┌──

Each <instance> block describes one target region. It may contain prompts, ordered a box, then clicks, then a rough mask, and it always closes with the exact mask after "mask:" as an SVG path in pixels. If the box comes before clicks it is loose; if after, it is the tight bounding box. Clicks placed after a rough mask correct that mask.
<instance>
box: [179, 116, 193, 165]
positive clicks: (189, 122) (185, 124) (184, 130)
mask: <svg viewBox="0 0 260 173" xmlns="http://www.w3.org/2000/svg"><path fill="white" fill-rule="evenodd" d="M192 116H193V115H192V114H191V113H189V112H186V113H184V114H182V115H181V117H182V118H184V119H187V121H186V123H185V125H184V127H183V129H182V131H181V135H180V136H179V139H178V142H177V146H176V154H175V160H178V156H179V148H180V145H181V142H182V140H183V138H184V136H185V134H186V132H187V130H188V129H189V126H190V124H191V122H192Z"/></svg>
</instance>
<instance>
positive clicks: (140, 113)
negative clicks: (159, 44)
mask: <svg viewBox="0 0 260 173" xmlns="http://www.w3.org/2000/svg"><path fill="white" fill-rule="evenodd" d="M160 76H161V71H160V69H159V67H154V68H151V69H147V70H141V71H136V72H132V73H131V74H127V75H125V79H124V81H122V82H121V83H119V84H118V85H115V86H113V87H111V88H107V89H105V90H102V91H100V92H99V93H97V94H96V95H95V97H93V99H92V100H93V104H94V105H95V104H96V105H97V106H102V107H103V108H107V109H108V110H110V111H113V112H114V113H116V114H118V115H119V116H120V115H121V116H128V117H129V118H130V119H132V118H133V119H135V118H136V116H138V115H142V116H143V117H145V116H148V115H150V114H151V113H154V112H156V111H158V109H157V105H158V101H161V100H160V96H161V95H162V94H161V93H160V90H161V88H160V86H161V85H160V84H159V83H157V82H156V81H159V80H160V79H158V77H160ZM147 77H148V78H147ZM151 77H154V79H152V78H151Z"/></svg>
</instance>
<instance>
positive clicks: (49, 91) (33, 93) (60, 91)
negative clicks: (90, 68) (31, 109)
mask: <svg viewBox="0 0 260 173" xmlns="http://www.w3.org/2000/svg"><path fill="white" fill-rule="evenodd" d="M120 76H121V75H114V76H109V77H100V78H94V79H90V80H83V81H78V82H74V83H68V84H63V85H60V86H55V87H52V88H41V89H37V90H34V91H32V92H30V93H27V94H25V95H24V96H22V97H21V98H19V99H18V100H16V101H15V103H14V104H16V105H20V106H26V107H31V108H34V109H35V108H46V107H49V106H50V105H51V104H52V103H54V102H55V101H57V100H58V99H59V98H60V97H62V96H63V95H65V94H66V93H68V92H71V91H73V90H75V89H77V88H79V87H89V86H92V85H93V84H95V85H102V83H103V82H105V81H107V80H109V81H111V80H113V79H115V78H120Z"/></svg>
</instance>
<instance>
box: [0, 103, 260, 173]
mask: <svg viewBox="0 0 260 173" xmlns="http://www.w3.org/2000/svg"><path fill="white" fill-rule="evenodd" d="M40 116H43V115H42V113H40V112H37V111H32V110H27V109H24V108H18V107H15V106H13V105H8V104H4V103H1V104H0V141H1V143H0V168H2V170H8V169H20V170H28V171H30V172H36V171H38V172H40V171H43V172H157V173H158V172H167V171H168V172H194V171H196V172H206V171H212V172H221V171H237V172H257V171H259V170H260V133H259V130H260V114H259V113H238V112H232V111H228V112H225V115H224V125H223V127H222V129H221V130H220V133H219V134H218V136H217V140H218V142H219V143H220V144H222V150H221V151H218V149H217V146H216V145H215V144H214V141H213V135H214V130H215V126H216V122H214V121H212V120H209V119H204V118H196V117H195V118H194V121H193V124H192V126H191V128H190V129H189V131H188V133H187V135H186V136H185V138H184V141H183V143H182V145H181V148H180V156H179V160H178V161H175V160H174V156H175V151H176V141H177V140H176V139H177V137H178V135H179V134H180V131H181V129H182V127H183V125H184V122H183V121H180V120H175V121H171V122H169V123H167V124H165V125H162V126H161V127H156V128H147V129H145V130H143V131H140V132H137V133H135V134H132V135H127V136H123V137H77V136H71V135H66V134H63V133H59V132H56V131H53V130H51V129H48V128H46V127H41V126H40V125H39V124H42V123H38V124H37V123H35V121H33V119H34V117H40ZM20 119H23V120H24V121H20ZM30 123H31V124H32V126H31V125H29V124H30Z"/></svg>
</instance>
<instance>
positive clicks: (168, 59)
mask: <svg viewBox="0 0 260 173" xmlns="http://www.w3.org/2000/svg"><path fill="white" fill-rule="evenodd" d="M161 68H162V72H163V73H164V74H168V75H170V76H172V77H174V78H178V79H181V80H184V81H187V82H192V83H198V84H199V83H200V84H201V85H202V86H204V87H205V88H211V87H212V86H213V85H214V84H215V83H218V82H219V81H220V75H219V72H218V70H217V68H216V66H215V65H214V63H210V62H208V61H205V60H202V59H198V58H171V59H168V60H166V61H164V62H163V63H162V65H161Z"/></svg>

└──
┌──

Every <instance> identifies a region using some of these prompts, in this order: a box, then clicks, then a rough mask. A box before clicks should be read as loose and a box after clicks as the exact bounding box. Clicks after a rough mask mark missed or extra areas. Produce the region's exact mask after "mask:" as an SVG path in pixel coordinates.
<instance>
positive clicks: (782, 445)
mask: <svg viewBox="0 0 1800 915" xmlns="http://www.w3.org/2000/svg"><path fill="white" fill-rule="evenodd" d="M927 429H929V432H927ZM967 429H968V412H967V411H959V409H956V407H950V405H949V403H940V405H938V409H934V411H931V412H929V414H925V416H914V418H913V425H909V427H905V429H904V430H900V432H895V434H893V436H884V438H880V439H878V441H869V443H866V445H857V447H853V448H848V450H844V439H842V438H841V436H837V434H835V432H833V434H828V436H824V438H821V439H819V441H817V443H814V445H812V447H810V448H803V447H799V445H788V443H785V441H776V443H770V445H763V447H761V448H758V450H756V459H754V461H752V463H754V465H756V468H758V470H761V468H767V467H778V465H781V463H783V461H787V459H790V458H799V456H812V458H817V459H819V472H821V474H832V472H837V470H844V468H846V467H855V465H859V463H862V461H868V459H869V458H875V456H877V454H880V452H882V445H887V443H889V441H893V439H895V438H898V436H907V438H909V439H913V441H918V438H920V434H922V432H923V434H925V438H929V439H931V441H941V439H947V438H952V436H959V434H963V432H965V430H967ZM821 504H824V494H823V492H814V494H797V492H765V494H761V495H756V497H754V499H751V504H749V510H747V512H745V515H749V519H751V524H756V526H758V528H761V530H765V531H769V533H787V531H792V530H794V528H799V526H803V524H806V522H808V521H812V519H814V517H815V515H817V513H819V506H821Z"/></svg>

└──
┌──

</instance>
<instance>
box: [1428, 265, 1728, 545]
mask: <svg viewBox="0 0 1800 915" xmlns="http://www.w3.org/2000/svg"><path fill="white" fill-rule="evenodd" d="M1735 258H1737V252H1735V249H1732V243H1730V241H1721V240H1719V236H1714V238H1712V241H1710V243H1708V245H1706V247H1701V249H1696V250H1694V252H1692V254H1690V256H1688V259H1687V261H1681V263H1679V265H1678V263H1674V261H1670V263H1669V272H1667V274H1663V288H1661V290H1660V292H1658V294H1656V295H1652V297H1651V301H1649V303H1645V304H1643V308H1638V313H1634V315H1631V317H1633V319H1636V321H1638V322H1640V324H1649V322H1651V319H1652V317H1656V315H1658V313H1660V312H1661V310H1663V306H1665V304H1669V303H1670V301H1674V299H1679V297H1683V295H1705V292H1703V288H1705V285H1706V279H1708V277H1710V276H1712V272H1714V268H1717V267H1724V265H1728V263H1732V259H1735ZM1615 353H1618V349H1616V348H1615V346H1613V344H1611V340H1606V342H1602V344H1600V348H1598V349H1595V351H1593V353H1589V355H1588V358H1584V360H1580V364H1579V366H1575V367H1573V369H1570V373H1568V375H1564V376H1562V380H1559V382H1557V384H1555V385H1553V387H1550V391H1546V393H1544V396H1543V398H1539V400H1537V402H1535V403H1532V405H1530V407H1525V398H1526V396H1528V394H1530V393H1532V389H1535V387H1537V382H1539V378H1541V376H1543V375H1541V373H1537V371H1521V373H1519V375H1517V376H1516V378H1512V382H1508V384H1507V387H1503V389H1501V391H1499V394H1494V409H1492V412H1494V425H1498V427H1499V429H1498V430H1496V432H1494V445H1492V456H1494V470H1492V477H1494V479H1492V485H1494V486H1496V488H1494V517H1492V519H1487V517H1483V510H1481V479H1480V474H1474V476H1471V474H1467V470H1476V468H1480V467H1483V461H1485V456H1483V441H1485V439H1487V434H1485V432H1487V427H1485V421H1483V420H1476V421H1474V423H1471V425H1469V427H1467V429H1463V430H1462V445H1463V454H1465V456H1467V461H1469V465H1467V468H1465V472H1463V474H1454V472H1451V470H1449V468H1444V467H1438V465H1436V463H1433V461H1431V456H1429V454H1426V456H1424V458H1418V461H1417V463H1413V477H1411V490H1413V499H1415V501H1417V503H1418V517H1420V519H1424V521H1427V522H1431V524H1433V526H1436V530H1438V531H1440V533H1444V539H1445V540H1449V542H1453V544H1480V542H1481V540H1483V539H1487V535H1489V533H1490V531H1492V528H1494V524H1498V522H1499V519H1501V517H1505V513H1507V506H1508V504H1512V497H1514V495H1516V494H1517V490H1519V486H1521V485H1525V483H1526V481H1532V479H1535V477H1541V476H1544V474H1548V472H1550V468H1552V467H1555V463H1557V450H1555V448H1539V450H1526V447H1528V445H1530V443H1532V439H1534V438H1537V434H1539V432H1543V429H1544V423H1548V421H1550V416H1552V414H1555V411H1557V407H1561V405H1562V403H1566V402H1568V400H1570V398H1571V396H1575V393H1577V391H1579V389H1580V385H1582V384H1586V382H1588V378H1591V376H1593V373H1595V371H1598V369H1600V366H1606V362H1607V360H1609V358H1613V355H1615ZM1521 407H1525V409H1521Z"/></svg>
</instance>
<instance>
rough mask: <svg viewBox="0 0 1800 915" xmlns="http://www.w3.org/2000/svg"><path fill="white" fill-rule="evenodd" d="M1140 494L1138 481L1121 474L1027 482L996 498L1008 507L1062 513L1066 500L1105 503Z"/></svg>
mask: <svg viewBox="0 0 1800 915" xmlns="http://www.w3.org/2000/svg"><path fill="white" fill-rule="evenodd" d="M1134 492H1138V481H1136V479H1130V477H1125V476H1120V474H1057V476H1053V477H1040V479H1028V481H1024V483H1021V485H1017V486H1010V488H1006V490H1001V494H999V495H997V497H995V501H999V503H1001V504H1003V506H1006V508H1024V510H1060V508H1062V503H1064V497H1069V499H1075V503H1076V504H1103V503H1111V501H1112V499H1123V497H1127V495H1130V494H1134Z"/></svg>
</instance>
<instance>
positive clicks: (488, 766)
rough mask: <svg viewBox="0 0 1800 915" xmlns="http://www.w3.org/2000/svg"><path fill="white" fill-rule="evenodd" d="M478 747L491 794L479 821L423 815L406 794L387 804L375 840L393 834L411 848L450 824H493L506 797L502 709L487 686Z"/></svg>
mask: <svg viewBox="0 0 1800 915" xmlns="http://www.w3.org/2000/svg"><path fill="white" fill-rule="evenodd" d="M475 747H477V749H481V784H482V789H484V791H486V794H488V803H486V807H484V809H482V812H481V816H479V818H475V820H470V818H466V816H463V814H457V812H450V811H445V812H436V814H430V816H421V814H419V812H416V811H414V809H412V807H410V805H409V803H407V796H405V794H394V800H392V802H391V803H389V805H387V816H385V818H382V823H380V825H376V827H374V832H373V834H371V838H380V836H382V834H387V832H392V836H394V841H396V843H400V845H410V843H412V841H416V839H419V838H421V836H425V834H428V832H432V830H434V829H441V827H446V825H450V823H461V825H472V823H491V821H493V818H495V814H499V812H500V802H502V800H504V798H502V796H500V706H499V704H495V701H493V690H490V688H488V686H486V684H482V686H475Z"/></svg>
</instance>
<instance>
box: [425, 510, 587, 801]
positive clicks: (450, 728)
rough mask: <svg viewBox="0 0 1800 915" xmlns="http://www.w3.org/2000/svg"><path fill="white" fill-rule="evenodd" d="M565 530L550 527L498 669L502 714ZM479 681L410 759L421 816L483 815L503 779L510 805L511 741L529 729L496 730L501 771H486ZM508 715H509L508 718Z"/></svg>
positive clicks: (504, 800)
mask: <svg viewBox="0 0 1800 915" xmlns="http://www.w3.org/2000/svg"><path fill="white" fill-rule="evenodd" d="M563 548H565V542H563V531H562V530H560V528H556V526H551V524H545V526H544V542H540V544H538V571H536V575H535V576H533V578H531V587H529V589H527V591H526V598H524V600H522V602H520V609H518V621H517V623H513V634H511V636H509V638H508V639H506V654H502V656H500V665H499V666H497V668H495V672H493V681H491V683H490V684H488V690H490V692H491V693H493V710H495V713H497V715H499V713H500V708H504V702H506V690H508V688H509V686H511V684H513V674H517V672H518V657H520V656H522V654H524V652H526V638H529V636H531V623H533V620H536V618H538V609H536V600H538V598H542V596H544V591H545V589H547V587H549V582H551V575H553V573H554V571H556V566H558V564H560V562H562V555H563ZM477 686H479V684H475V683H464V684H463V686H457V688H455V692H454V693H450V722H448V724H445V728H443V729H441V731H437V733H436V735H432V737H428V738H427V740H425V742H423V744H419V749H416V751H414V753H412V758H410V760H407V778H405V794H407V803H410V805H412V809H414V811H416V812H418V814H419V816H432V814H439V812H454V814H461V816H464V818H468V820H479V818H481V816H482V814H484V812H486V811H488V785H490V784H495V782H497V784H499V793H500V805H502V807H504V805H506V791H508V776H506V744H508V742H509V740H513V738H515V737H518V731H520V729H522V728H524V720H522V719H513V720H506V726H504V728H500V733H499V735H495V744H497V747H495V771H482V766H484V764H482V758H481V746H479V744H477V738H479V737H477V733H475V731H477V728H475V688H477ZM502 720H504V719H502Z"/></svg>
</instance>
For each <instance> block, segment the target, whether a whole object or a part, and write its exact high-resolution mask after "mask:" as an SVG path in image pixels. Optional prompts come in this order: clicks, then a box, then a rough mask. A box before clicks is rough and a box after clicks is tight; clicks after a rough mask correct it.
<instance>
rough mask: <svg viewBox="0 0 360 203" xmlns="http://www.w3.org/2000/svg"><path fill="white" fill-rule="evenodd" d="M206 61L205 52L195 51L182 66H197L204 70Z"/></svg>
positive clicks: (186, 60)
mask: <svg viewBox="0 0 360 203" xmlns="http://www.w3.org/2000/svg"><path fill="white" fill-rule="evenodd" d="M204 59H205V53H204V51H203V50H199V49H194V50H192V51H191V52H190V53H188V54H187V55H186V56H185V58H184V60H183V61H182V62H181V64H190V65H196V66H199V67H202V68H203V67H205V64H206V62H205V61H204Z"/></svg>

└──

• [Assigned task] Could you rewrite the lines between the one holding "Each <instance> block describes" and the one holding "positive clicks: (189, 122)", inclusive, putting "target area" in place of "target region" and changing nothing else?

• [Task response]
Each <instance> block describes one target area. It may contain prompts, ordered a box, then clicks, then a rough mask, and it always closes with the exact mask after "mask:" as an SVG path in pixels. If the box comes before clicks it is loose; if after, it is the tight bounding box. Clicks placed after a rough mask correct that mask.
<instance>
box: [179, 116, 193, 165]
positive clicks: (189, 122) (185, 124) (184, 130)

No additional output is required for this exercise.